(What you have to do):
Could you filter the material and copy every line where the word "lamp" occurs?

(Extracted information):
• • • •
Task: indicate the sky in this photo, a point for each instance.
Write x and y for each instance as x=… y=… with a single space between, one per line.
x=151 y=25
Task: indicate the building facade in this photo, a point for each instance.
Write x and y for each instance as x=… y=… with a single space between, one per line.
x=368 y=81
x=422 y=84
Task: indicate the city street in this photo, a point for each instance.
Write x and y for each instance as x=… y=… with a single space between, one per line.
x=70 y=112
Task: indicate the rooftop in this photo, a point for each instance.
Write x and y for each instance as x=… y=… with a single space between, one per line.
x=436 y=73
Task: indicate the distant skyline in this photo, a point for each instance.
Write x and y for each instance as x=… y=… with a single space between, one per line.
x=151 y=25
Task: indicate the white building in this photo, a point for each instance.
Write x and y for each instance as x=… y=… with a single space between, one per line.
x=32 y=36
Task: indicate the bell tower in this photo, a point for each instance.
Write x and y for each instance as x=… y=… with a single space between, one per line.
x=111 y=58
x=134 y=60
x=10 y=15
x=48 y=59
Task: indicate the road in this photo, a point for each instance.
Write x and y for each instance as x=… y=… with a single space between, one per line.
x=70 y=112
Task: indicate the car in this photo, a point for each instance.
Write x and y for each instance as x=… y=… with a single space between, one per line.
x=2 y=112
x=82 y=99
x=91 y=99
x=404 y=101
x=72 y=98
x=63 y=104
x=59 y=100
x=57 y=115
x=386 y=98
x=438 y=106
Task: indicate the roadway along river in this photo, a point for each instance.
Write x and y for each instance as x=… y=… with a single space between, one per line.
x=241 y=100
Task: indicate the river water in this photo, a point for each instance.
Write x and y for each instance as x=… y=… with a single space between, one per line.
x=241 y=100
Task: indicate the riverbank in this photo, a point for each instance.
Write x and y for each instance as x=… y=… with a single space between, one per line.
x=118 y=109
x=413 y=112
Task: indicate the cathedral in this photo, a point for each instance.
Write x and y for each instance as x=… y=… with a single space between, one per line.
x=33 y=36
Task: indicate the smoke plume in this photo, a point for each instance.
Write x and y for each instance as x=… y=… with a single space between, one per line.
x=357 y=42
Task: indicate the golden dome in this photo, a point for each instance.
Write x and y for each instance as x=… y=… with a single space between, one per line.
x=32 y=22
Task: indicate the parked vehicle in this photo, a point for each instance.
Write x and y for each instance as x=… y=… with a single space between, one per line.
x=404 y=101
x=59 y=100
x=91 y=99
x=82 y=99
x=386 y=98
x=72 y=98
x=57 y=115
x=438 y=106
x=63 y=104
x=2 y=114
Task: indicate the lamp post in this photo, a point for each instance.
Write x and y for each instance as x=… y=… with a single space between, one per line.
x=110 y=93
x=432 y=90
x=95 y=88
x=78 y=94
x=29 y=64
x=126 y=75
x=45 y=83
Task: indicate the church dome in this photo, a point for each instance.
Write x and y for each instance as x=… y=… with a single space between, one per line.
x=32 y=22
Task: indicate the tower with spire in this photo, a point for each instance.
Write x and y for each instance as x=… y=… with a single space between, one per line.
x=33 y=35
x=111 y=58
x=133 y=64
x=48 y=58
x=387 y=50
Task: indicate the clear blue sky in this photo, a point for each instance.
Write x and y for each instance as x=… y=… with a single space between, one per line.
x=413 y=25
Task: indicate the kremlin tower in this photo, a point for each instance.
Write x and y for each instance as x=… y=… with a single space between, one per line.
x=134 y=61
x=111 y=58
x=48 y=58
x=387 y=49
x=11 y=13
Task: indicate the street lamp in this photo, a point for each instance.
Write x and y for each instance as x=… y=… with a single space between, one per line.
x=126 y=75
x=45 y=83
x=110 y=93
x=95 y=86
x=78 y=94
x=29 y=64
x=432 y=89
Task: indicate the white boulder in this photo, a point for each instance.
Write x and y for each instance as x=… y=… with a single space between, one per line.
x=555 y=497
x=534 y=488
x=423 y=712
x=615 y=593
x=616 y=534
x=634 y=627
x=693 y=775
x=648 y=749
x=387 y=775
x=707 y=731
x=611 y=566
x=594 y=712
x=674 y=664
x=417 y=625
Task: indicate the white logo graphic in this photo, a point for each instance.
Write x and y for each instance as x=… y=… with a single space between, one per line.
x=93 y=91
• • • •
(Response to this exercise):
Task: indicate the lamp post in this photo, a point for each instance.
Task: indicate the street lamp in this photo, a point for each instance.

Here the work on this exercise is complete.